● **Problem requirements**
Each record below is to be restated word for word.

--- --- ---

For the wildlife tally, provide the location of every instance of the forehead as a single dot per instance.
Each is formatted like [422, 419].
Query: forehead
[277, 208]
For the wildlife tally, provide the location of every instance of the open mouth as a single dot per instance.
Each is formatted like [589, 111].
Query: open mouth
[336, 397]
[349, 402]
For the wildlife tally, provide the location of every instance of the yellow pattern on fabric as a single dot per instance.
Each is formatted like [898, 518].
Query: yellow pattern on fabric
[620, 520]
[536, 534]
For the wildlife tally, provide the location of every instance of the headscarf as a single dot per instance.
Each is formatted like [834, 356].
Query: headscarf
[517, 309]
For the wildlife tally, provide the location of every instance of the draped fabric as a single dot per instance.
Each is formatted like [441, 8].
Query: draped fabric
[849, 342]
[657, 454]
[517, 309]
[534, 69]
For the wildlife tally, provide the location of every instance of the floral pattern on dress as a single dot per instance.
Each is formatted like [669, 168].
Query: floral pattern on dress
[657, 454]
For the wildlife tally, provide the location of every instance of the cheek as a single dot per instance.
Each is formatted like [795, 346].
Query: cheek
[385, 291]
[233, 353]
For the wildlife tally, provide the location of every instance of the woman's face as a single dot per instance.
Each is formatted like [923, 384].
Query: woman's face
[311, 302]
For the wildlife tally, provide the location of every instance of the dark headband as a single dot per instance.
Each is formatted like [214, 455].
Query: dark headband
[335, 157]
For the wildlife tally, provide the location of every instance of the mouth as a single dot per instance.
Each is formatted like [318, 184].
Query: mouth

--- --- ---

● **Written response**
For the wildlife tally, provide the location of every instance of the forehead as a single dot per instance.
Each is formatted like [422, 419].
Query: forehead
[277, 208]
For the wildlife tally, provide the location of every instance of the open mouth as a single dot per instance.
Each is formatted like [589, 111].
Query: open mouth
[336, 397]
[349, 402]
For the wildlife tally, provide the location of every instance of the yellow pattern on fabric as a single dot per instance.
Each is formatted like [898, 518].
Query: yellow pattern on fabric
[620, 520]
[536, 534]
For the wildlife tally, provide the location of every instance of the headscarf as a single dot per instance.
Each is formatted like [834, 356].
Query: headscarf
[517, 309]
For the wildlife tally, provide the location of every instance of the draped fabric as a single dot per instance.
Each is formatted like [441, 8].
Query: draped fabric
[849, 342]
[657, 454]
[517, 309]
[534, 69]
For the wildlife tally, provide the location of every instance of the floral pattern on dress as a single dot per instance.
Each is formatted like [669, 168].
Query: floral pattern on dress
[657, 454]
For the wildlife tally, provide the location of every instance of the cheek as a single dot per instance.
Each is formatted like [795, 346].
Query: cheek
[385, 291]
[233, 353]
For the wildlife tally, provide the location of every instance of the woman's face as a single dot per instance.
Each is formatted like [923, 384].
Query: woman's face
[311, 302]
For the wildlife tally, provide the location of every instance of the dark headband as a single dot per instance.
Each is formatted like [214, 455].
Query: dark headband
[335, 157]
For the wildlife tally, provide the location of every instance of the mouth as a single dot per instance.
Each is formatted like [318, 184].
Query: mouth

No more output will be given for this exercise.